**TASK INSTRUCTIONS:** Copy word for word the lines starting with the one that contains "Exercise. Annotate the jockey's boot" and running through the one that contains "x=360, y=179", including both of those lines.

DATA IN THIS EXERCISE start

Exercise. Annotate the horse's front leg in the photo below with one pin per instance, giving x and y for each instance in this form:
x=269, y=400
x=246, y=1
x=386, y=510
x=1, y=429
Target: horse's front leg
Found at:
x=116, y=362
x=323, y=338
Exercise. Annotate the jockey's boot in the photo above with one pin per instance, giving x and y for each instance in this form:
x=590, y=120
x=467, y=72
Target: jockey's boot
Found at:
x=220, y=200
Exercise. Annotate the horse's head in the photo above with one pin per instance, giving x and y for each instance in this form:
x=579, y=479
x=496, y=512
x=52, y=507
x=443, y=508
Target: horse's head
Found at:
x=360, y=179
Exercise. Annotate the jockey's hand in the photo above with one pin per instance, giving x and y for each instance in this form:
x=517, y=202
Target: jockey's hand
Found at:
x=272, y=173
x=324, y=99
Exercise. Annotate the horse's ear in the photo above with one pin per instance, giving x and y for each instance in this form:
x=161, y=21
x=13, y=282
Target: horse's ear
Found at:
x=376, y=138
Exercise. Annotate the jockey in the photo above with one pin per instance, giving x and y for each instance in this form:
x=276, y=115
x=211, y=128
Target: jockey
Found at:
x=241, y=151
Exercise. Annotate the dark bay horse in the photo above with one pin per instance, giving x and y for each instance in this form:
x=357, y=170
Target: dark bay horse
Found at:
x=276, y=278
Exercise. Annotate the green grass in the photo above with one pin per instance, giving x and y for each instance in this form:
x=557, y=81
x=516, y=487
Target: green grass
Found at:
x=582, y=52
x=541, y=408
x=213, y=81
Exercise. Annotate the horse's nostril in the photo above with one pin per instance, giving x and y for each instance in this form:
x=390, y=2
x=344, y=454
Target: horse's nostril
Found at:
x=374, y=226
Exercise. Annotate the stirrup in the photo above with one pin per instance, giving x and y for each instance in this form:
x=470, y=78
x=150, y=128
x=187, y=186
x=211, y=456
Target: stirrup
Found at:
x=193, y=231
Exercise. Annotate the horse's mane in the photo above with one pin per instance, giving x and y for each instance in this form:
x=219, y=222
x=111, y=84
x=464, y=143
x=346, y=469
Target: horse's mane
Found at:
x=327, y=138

DATA IN THIS EXERCISE end

**FINAL RESULT:**
Exercise. Annotate the jockey's boot in the photo above with one pin per instance, giving x and y for each instance in this form:
x=590, y=120
x=467, y=72
Target: jockey's boot
Found at:
x=220, y=200
Exercise. Annotate the horse's head in the photo above with one pin per instance, giving x and y for each instance in this form:
x=579, y=479
x=496, y=512
x=52, y=507
x=443, y=508
Target: horse's head
Found at:
x=360, y=179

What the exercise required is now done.